TASK OBJECTIVE —
Reproduce verbatim the stretch of the entries below from the line containing "indicate the green" through the line containing "column 515, row 261", both lines included.
[START RECORDS SUPPLIED]
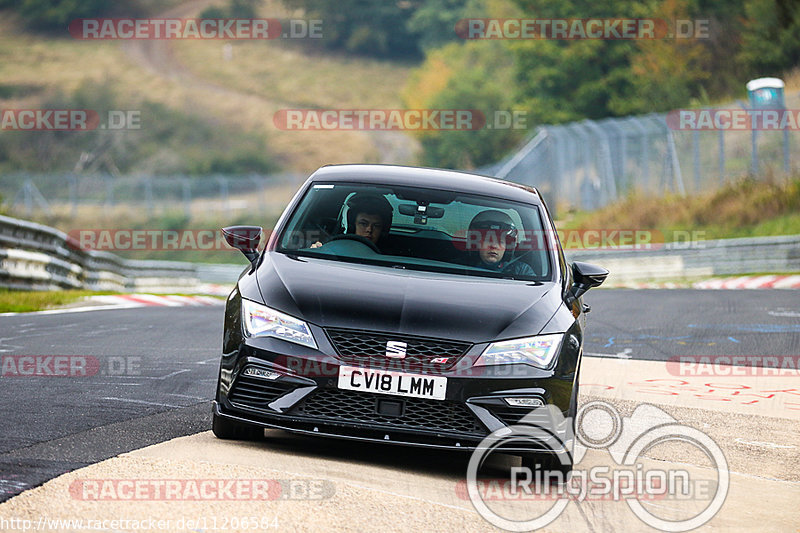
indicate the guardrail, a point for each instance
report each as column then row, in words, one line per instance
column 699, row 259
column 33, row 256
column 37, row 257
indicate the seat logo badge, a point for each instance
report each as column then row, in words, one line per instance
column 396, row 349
[END RECORDS SUPPLIED]
[START RECORDS SUPPLIED]
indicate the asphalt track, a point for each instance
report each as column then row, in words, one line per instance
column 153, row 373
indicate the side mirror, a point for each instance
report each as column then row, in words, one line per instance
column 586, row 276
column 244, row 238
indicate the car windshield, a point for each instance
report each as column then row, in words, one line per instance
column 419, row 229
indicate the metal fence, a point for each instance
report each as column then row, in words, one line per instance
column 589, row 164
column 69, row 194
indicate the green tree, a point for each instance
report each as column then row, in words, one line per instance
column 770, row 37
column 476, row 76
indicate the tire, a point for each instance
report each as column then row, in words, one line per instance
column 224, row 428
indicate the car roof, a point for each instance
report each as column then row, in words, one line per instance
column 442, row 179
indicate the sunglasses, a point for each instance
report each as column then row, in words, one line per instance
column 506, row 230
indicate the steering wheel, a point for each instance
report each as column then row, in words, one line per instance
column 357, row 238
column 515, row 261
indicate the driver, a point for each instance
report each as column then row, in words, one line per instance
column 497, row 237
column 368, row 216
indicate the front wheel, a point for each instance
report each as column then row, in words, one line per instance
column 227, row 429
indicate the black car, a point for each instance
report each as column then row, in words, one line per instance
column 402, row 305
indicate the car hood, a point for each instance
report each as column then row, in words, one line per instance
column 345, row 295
[END RECORDS SUPPLIED]
[START RECORDS SUPPLIED]
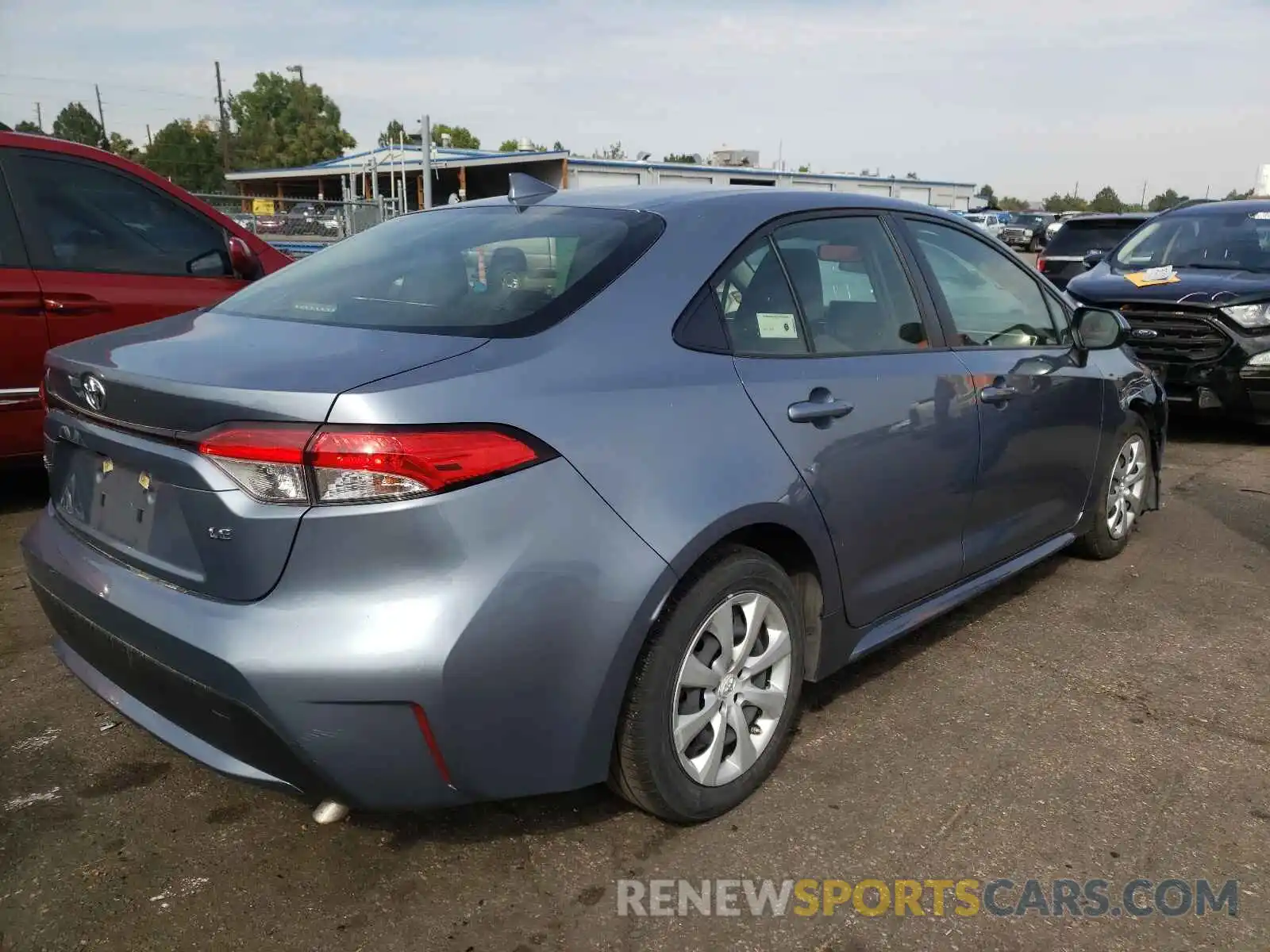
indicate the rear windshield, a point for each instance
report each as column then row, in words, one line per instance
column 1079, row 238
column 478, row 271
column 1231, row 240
[END RECORDS SUPPLIED]
FINAL ANSWER —
indicate the green tree, a point for each instance
report each as column then row, in words, one line per instance
column 770, row 37
column 476, row 76
indicate the tire, a point for each instance
report each as column then row, in words, one line per instance
column 224, row 428
indicate the car roof, a point for each instance
report each as column then row, in words, one line per instance
column 442, row 179
indicate the sunglasses, a point for each instance
report each as column then row, in words, one line per instance
column 506, row 230
indicate the steering wheel, a point for each instance
report each as column then row, in words, one line per instance
column 357, row 238
column 515, row 261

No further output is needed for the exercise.